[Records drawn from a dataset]
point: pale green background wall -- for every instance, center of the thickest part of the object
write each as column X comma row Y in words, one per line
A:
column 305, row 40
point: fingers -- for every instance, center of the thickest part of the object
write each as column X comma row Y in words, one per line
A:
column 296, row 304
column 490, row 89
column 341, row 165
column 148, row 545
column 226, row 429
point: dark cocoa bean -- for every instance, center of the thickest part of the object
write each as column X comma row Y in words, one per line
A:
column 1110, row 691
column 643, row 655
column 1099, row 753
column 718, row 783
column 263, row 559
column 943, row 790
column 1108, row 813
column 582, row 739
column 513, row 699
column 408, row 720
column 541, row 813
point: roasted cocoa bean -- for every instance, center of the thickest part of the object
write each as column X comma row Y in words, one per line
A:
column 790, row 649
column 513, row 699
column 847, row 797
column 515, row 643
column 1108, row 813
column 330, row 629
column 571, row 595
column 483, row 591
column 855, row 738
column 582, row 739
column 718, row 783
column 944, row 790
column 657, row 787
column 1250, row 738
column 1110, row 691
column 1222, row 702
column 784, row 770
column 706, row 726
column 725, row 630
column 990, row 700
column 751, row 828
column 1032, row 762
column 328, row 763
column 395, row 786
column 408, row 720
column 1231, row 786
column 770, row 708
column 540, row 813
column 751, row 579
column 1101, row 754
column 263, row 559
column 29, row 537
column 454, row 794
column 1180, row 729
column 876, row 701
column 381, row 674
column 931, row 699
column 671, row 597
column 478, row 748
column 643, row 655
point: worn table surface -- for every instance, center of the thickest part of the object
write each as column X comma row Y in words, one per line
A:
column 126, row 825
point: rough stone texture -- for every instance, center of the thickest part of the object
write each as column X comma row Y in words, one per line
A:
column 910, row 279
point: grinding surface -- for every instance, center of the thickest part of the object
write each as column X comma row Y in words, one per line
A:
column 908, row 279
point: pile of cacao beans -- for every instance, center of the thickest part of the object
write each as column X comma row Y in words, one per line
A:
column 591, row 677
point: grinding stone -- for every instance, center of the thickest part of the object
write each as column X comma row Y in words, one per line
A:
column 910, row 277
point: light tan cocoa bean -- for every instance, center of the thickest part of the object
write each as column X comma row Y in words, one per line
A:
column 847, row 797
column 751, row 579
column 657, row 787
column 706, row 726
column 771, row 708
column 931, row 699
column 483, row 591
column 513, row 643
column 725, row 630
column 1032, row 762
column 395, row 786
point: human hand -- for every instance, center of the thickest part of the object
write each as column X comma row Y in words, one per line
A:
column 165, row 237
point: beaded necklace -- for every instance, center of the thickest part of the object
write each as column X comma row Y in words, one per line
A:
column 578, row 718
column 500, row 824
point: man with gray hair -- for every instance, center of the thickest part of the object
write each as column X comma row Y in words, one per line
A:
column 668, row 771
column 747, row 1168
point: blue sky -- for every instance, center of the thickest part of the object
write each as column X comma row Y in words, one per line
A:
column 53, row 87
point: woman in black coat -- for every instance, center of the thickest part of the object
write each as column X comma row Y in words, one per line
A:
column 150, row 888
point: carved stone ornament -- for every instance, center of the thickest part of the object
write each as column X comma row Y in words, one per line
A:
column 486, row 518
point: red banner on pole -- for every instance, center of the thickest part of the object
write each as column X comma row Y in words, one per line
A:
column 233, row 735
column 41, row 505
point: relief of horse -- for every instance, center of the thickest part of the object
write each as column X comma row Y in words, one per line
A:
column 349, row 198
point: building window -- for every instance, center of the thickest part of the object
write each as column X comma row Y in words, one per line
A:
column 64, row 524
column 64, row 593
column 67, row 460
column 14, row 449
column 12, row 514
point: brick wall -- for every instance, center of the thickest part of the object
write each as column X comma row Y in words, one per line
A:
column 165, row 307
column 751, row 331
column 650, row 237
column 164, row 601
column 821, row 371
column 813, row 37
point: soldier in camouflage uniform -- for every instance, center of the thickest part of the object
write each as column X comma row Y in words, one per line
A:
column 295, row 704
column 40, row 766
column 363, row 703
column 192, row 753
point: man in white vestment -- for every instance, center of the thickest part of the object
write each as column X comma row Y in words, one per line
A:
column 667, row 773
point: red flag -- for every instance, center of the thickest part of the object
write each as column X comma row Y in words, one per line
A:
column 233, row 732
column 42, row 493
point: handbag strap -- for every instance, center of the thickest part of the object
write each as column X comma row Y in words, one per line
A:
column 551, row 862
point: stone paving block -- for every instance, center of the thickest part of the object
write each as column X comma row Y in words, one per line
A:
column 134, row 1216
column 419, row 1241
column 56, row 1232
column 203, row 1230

TASK DESCRIPTION
All of the entries should be repeated word for word.

OUTPUT
point: pale green background wall -- for every instance, center of the thickest part of the object
write each as column X comma row Y in words, one per line
A:
column 305, row 40
point: fingers -- for every instance, center of the thickest part of the object
write each as column X comma row Y in words, one per line
A:
column 296, row 304
column 490, row 89
column 341, row 165
column 148, row 545
column 226, row 429
point: dark cocoa bean -- for every instance, center of the thickest part of the object
write each as column X comma row Y in words, one per line
A:
column 1110, row 691
column 643, row 655
column 1099, row 753
column 718, row 783
column 263, row 559
column 943, row 790
column 1108, row 813
column 582, row 739
column 513, row 699
column 408, row 720
column 541, row 813
point: roasted cocoa bean -- for every instance, center of the thickest part of the object
write each as column X comma row Y in words, one per line
A:
column 790, row 649
column 513, row 699
column 847, row 797
column 515, row 643
column 1108, row 813
column 330, row 629
column 571, row 595
column 483, row 591
column 855, row 738
column 582, row 739
column 718, row 783
column 944, row 790
column 657, row 787
column 1250, row 738
column 1110, row 691
column 1222, row 702
column 784, row 770
column 706, row 726
column 725, row 630
column 990, row 700
column 751, row 828
column 1032, row 762
column 328, row 763
column 395, row 786
column 408, row 720
column 1231, row 786
column 770, row 708
column 540, row 813
column 751, row 579
column 1101, row 754
column 263, row 559
column 29, row 537
column 454, row 794
column 1180, row 729
column 876, row 701
column 381, row 674
column 931, row 699
column 671, row 597
column 478, row 748
column 643, row 655
point: worn table surface -- for every instance, center of the thickest part of the object
write each as column X comma row Y in words, one per line
A:
column 126, row 825
point: rough stone texture -- for every instance, center of the thickest part of the object
write each as column X comma row Y in words, one per line
A:
column 910, row 279
point: grinding surface -- for every instance, center of the thickest part of the object
write each as column X comma row Y in words, one per line
A:
column 908, row 279
point: pile of cacao beans -- for every instance, center of the thickest part of the object
write each as column X comma row Y in words, one per line
A:
column 591, row 677
point: grinding stone -- for every instance, center of the thickest part of the object
write each as column X comma row Y in words, one per line
A:
column 910, row 277
point: light tan cocoa bean -- for every instance, center of the thickest part of the object
write each as column X comma row Y in words, one per line
A:
column 847, row 797
column 751, row 579
column 657, row 787
column 706, row 726
column 771, row 708
column 931, row 699
column 483, row 591
column 513, row 643
column 725, row 630
column 1032, row 762
column 395, row 786
point: human hand -- for every instance, center of the thickest part of the object
write each as column X comma row Y in words, one per line
A:
column 165, row 237
point: beaded necklace -- for every instance, center of the thickest part of the object
write each as column X comma row Y in words, one per line
A:
column 578, row 718
column 500, row 824
point: man with gray hair -- for every instance, center of the thickest part of the object
write each as column X comma row Y in words, one per line
A:
column 668, row 771
column 747, row 1168
point: blue sky -- for every instance, center of the thickest part of the object
write each as column X comma row Y in words, one per line
A:
column 53, row 87
point: woman in black coat -- for every instance, center of the thickest part of the object
write each as column X comma row Y in words, one per line
A:
column 150, row 888
point: carved stone ornament -- for every instance, center of the thickest part of the object
write each as column X comma row Y in words, one per line
A:
column 486, row 518
point: red banner on pole -- for every instance, center of the thickest part of the object
write each as column X comma row Y in words, one per line
A:
column 233, row 735
column 41, row 505
point: relief of horse -- for every instance, center of the thickest part of the object
write each as column X comma row Y in words, one per line
A:
column 349, row 198
point: building window -- for every instance, center of the thickest part of the object
write each as column X comma row Y in words, one per line
A:
column 64, row 524
column 64, row 593
column 67, row 460
column 14, row 449
column 12, row 514
point: brick wall -- for every instance, center of the thickest part of the object
write each as column X comma row Y in words, one per line
A:
column 165, row 307
column 751, row 331
column 650, row 237
column 164, row 601
column 821, row 371
column 813, row 37
point: soldier in camouflage uniform -- for every instance, center of the thickest part of the object
write each as column X comma row Y in words, one per line
A:
column 295, row 704
column 40, row 766
column 363, row 703
column 192, row 753
point: man in white vestment -- for every instance, center of the thickest part of the object
write each as column X comma row Y in words, one per line
A:
column 667, row 773
point: red flag -- for every instance, center of the thickest part of the object
write each as column X comma row Y in words, one per line
A:
column 233, row 732
column 42, row 493
point: handbag strap -- for every instance, center of the thickest part of the object
write each as column X comma row Y in words, one per line
A:
column 551, row 862
point: stone paving block -- for every instance, center of the thickest part of the object
write each as column X comma row Y in words, one per line
A:
column 134, row 1216
column 419, row 1241
column 56, row 1232
column 203, row 1230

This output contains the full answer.